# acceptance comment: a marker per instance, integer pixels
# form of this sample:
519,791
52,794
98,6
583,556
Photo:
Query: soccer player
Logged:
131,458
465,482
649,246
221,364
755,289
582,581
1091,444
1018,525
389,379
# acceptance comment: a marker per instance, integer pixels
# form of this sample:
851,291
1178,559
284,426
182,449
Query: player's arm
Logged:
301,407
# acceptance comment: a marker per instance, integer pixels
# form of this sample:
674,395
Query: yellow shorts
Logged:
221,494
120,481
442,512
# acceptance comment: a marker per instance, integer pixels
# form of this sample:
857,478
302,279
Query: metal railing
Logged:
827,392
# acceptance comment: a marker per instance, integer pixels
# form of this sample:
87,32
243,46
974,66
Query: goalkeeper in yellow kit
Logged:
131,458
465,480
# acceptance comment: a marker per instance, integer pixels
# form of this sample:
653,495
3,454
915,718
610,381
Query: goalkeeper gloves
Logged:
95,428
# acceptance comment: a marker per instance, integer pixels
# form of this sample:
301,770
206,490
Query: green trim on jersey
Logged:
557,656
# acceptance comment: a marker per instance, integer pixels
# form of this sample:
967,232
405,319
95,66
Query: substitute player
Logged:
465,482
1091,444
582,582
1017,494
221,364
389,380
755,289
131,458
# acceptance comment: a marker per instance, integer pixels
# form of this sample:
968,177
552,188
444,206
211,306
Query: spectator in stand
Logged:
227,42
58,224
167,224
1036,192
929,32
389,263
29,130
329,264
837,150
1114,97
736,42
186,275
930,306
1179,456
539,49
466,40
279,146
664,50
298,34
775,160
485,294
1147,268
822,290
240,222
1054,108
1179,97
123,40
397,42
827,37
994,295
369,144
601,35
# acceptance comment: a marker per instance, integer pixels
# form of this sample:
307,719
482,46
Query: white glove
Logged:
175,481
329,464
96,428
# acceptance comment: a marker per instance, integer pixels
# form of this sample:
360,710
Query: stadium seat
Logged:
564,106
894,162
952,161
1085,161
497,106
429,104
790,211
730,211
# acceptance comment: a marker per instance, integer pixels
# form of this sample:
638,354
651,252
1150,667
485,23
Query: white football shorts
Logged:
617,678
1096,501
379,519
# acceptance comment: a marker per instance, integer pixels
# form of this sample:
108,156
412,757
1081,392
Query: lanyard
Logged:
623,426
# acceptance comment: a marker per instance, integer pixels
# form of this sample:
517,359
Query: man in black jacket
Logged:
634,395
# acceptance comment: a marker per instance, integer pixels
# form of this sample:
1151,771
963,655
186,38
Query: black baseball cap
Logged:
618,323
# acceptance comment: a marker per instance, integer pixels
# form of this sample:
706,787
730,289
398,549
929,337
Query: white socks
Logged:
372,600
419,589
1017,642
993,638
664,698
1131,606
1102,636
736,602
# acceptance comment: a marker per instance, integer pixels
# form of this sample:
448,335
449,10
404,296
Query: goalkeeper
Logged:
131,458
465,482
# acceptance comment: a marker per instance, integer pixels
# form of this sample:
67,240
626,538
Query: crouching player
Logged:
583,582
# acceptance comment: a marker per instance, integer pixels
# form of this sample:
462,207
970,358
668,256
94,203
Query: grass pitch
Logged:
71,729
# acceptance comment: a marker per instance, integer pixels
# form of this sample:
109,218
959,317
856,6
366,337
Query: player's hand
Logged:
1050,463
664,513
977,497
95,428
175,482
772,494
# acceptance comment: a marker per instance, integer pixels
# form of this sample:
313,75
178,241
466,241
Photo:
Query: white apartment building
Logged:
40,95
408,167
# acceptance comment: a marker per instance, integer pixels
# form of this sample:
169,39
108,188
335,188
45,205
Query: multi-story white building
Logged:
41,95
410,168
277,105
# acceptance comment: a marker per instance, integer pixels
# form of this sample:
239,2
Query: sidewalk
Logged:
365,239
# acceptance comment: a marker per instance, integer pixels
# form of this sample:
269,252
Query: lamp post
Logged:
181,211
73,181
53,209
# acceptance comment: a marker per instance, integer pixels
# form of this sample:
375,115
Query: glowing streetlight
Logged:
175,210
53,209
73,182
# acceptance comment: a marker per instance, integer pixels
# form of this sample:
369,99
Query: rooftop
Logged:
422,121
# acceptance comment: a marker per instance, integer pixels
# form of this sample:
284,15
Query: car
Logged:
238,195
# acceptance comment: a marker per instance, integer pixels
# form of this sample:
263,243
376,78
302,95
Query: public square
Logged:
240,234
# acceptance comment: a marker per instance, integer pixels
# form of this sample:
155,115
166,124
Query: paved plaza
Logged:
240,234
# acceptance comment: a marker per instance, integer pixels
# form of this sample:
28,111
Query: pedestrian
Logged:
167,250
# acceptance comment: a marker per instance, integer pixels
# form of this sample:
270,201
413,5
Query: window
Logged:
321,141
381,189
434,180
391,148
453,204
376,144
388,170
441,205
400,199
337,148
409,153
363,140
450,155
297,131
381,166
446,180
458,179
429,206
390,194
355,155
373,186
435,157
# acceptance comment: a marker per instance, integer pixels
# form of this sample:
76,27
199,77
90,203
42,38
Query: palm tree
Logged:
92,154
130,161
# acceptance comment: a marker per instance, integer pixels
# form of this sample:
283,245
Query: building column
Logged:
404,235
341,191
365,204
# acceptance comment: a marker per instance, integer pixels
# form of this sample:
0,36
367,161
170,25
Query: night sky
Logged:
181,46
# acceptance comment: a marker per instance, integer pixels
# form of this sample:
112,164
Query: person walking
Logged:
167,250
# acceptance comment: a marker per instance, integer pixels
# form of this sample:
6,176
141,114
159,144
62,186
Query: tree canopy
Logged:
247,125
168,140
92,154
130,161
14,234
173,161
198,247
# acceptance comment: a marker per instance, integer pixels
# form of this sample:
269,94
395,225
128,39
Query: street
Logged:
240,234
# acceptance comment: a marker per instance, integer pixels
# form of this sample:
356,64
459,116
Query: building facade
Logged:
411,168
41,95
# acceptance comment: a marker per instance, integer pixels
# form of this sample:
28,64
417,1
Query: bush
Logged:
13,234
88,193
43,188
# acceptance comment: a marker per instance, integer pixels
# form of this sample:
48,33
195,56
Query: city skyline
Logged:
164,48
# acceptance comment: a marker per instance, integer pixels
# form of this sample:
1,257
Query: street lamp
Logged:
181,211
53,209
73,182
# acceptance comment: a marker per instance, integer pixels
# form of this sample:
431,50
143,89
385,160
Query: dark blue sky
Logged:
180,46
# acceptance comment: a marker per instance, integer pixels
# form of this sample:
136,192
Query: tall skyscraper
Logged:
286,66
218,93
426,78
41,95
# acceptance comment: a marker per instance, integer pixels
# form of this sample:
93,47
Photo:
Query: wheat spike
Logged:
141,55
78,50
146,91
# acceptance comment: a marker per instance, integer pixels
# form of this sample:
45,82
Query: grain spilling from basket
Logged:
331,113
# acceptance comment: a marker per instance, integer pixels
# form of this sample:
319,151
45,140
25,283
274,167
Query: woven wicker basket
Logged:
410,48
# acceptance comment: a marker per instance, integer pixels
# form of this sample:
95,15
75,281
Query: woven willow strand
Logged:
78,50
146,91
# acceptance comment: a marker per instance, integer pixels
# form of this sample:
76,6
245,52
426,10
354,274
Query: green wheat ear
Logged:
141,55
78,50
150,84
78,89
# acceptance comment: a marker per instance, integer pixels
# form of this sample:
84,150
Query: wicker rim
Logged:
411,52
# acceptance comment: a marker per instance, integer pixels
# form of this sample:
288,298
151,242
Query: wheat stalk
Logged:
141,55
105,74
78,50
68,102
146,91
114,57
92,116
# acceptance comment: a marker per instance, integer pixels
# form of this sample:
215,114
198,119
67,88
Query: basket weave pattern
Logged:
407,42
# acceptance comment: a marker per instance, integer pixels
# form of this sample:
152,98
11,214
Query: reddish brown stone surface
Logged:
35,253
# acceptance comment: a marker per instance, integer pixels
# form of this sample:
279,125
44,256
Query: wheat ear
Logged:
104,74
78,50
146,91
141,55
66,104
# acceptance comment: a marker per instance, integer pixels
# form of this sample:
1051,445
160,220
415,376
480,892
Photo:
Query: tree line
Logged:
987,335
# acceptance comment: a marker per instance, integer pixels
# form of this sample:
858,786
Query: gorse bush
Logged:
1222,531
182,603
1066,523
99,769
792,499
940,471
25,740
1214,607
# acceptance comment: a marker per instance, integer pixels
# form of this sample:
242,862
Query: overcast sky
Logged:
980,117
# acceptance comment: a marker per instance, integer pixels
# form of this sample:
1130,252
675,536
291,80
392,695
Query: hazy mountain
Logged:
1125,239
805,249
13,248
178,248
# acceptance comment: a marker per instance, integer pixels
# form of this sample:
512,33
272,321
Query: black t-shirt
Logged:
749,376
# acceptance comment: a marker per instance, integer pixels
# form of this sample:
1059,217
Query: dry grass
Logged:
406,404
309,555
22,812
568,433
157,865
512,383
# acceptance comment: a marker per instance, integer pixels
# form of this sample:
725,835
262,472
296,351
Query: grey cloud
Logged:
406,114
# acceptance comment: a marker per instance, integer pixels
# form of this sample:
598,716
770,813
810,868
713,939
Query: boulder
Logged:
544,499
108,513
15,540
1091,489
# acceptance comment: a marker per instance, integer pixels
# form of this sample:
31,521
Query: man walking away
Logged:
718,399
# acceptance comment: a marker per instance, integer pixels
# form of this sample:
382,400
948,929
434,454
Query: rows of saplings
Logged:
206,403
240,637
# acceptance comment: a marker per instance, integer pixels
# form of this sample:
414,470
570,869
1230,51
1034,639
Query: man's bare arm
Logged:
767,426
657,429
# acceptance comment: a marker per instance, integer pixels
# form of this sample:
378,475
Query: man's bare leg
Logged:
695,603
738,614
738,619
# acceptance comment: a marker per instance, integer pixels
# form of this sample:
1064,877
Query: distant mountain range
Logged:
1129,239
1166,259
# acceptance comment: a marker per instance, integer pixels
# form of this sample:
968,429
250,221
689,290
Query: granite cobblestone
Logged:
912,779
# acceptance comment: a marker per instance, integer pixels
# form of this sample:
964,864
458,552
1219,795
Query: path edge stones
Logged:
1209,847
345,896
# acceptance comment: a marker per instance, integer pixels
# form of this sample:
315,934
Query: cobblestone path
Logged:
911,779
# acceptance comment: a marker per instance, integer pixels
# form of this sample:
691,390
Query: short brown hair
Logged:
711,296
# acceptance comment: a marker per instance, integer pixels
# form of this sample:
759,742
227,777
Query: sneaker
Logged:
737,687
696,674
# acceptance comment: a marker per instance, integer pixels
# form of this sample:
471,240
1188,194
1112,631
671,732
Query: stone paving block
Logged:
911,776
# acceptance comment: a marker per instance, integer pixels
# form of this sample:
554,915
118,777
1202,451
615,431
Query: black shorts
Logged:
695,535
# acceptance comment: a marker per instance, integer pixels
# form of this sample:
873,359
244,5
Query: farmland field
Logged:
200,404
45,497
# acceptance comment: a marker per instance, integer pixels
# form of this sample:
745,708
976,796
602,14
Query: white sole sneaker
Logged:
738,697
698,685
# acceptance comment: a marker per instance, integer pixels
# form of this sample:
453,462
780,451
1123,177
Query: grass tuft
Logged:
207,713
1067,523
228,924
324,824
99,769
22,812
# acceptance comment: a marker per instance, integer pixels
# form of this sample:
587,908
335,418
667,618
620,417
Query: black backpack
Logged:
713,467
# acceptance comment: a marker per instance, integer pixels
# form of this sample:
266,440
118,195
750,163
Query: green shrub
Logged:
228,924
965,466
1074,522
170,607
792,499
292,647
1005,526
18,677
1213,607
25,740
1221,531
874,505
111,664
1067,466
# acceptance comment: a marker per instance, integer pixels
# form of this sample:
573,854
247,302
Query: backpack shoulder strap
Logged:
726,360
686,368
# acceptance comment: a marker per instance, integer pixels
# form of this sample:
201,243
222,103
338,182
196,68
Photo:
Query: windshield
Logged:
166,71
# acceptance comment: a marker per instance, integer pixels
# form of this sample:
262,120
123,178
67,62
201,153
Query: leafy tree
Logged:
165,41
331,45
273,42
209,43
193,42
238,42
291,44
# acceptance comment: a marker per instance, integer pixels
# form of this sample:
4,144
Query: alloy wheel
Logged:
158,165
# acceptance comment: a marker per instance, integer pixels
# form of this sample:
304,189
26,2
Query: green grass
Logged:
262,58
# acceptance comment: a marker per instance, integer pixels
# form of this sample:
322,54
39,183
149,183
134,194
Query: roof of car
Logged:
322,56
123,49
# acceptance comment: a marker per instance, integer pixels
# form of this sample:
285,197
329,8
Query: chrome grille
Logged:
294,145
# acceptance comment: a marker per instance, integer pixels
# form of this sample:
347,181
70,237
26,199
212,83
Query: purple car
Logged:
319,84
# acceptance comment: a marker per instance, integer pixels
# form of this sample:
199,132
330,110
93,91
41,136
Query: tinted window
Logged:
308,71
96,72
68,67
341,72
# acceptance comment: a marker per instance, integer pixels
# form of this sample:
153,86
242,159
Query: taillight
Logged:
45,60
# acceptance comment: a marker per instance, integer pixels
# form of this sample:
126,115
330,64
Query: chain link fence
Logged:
# # # #
- _Problem_:
Nothing but a number is wanted: how many lines in the records above include "bare".

- _Solution to this task_:
2